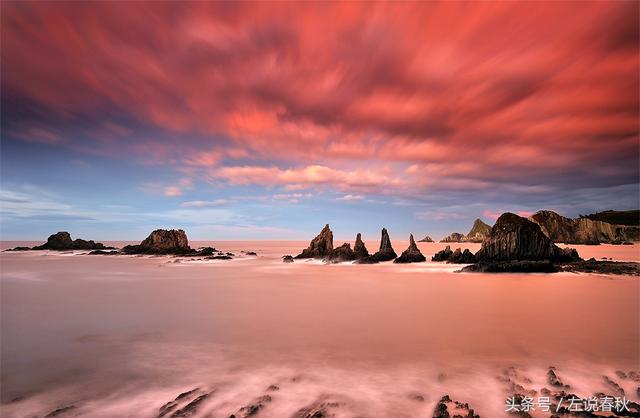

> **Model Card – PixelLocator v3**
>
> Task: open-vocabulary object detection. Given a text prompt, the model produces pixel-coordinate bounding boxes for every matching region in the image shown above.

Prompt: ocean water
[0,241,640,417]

...

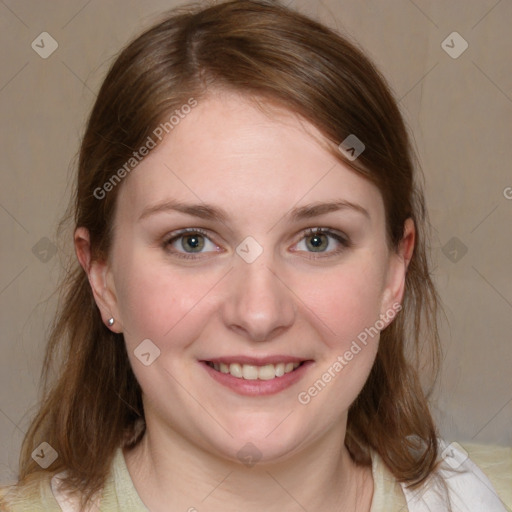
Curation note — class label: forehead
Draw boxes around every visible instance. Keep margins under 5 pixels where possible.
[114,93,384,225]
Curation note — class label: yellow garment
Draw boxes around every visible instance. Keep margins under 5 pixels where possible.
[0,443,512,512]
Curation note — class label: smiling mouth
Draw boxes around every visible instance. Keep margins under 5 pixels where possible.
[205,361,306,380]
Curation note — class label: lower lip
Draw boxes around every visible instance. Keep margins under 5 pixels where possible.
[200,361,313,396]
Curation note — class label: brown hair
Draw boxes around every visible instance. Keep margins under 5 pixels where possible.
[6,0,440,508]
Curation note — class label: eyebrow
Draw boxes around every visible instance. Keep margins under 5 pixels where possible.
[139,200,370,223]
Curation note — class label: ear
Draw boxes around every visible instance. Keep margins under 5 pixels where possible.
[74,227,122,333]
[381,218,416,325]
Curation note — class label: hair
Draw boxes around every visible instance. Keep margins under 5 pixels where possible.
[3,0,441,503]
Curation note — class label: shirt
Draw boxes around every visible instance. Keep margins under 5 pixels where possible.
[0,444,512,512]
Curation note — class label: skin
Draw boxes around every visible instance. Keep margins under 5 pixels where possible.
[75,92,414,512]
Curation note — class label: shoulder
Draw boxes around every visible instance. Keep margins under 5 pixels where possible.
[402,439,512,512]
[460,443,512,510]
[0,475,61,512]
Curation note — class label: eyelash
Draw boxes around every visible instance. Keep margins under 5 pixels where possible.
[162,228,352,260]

...

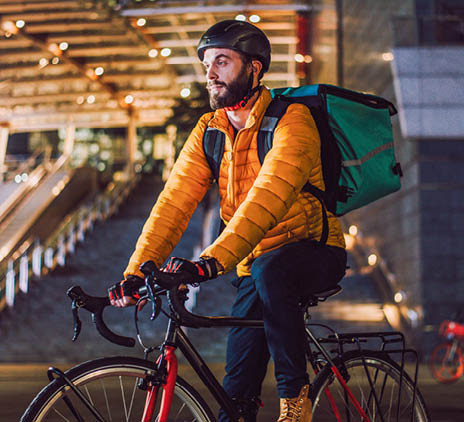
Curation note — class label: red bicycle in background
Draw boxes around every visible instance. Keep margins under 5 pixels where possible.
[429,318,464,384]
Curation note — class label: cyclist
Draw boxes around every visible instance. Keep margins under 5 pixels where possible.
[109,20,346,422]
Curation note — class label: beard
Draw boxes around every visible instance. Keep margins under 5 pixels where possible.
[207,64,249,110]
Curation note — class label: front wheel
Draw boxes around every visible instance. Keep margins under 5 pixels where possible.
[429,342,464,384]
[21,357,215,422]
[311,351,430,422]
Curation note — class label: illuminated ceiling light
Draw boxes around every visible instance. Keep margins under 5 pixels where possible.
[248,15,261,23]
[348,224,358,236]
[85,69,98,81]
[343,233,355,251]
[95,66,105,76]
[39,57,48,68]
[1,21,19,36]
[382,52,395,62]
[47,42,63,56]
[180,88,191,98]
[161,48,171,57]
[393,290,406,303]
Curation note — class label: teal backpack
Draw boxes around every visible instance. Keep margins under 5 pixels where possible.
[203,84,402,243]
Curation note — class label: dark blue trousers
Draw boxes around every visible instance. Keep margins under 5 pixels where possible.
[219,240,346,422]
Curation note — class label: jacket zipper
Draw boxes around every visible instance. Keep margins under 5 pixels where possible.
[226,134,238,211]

* **What this task involves**: Scale the records from the line with "Curation note — class label: ear" up to and including the line with "[0,475,61,512]". Rewrite every line in that span, multiplying each bounding-box coordinate by 0.2 and rounding it to a whole number with halves rounded up, and copy all other text unchanged.

* **Exercise response**:
Curation note — class label: ear
Draw boxes around every visible instance. Keep margins under 5 pixels where possible.
[15,45,24,67]
[76,44,83,65]
Curation note — class label: hair
Draw boxes around every visible instance. Keep margins under 5 pixels where possible.
[1,0,88,101]
Curation note — class label: shirt
Draw boxes around every visible instance. Keep margins under 5 pixels where possible.
[0,89,102,102]
Curation note — class label: skin
Draw boxes around every visible instance. Keep margins under 5 pixels where possible.
[15,18,83,102]
Curation note — class label: shoulder
Draw boxes around every visible instance. Keep margins under 5 pixels where possible.
[80,88,102,102]
[92,89,102,102]
[0,95,12,102]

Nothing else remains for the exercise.